** TASKS AND EXERCISES **
a: Using the Rolls-Royce restructuring article, decide whether each statement agrees with it: (i) Rolls-Royce's civil aerospace staff make up about half of its global workforce; (ii) the company has confirmed that one of its six primary UK civil aerospace facilities will close; (iii) Rolls-Royce delivered 450 large civil engines last year. For each, answer yes or no and quote the words from the article that settle it.
b: Resume the Rolls-Royce restructuring article after its final sentence.

** PASSAGE SHOWN **

__________________________________________________

Rolls-Royce has increased its civil aerospace workforce by about one-third over the last 10 years, but admits that deep cuts in the sector will be necessary during its newly-unveiled restructuring.
The company employs 26,100 personnel in the civil aerospace sector – accounting for about half its global workforce – with around two-thirds of its civil aerospace staff in the UK.
Given that the overall workforce reduction will amount to 9,000 personnel, and civil aerospace will bear the burden, the UK is likely to be badly hit by the cuts. The Unite union is expecting nearly 3,400 job losses in the UK this year and more in 2021.
There are six primary civil aerospace facilities in the UK, including the Derby headquarters. The company has yet to indicate whether workforce reductions would result in any of these being forced to shut.
Rolls-Royce says a previous restructuring programme, detailed in mid-2018, will “transition” into the broader re-organisation of the company.
This earlier restructuring emerged as Rolls-Royce was dealing with the fallout from Trent 1000 technical problems as well as the impact of a fraud investigation which had led to a heavy financial penalty.
It focused on simplifying corporate and support functions, with a planned reduction of 4,600 jobs in these areas, mainly in the UK.
Rolls-Royce says this restructuring programme has “substantially delivered on its objectives”.
But the new measures will address the core civil aerospace operation which had already been under pressure from a weak long-haul aircraft market. Rolls-Royce is particularly exposed to this weakness because it is not heavily involved in the single-aisle sector.
Although Rolls-Royce delivered 510 large civil engines last year – a record for the company – it had already trimmed its output forecast for this year back to 450 engines, and 400-450 over the medium term.
Rolls-Royce exclusively supplies engines for the Airbus A350, A330neo and competes for business on the Boeing 787. But the coronavirus crisis has wrecked the air transport sector and prompted Airbus and Boeing to slash production rates on all three programmes.
Airbus had also previously opted to discontinue A380 production, for which Rolls-Royce offered powerplants.
Over the first four months of the year Boeing has delivered six Rolls-Royce-powered civil aircraft while Airbus has delivered 17.

__________________________________________________

(Dataset items)

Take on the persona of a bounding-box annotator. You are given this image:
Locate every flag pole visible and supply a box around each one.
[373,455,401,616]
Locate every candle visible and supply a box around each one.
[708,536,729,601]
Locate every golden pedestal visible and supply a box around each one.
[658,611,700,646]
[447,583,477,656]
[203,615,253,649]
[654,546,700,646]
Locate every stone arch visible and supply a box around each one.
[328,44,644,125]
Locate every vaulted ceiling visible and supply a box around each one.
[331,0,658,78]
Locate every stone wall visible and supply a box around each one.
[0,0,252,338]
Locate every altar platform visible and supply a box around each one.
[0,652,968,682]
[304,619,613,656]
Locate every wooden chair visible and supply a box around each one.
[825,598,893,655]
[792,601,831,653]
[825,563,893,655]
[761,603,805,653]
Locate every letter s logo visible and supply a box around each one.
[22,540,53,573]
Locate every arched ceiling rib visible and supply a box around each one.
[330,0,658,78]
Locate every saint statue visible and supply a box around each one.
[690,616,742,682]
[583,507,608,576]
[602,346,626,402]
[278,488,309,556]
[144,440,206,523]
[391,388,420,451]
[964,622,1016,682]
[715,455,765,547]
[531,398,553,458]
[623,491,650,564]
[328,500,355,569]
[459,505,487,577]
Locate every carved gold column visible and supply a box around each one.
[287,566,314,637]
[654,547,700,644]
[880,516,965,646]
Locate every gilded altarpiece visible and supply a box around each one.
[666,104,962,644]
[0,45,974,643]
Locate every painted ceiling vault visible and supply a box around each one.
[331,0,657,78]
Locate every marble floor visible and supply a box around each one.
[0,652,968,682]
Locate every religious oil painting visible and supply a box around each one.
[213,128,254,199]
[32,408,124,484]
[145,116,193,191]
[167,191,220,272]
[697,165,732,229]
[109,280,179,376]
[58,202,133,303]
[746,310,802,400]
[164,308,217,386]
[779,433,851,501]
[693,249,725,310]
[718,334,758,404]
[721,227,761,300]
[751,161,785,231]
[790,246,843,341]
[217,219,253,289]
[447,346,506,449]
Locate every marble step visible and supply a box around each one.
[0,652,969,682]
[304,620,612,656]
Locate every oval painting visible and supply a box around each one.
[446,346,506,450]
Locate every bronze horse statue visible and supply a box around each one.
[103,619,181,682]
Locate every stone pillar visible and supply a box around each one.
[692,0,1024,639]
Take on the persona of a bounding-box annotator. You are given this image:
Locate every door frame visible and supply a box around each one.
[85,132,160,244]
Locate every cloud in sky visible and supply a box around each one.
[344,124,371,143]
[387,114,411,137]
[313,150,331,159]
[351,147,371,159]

__________________________________________________

** SOLVED PROBLEMS **
a:
(i) Yes: "The company employs 26,100 personnel in the civil aerospace sector – accounting for about half its global workforce"
(ii) No: "The company has yet to indicate whether workforce reductions would result in any of these being forced to shut."
(iii) No: "Rolls-Royce delivered 510 large civil engines last year – a record for the company"

b:
Rolls-Royce’s main revenue stream in civil aerospace, however, derives from aftermarket services which accounted last year for 25% more underlying revenues for the company – more than €3.2 billion – than original equipment in the large engine sector.
But fleet grounding means the maintenance and servicing business models start to break down and flying-hour receipts begin to dry up.
The impact of coronavirus has been reflected in Rolls-Royce’s share price which has fallen by 60% in the three months to 20 May.
Rolls-Royce has furloughed around 4,000 personnel but a government-funded job-retention scheme is only intended to cover the immediate impact of the coronavirus crisis, whereas the air transport industry appears likely to remain crippled for two or three years.
Chief executive Warren East points out that the government “cannot replace” demand that no longer exists.
But he insists: “We have emerged from troubled times before, to achieve incredible things. We will do so again.”
The Unite union, unsurprisingly, has expressed shock over the scale of the broader restructuring, and argues that Rolls-Royce should “step back from the brink” and explore alternatives.
“We will be meeting with the company over the coming days to convince them to take a different approach, and pressing the government to step up to the plate to protect our manufacturing base,” says assistant general secretary for manufacturing Steve Turner, stating that the UK government should establish a national council for recovery and work with personnel representatives.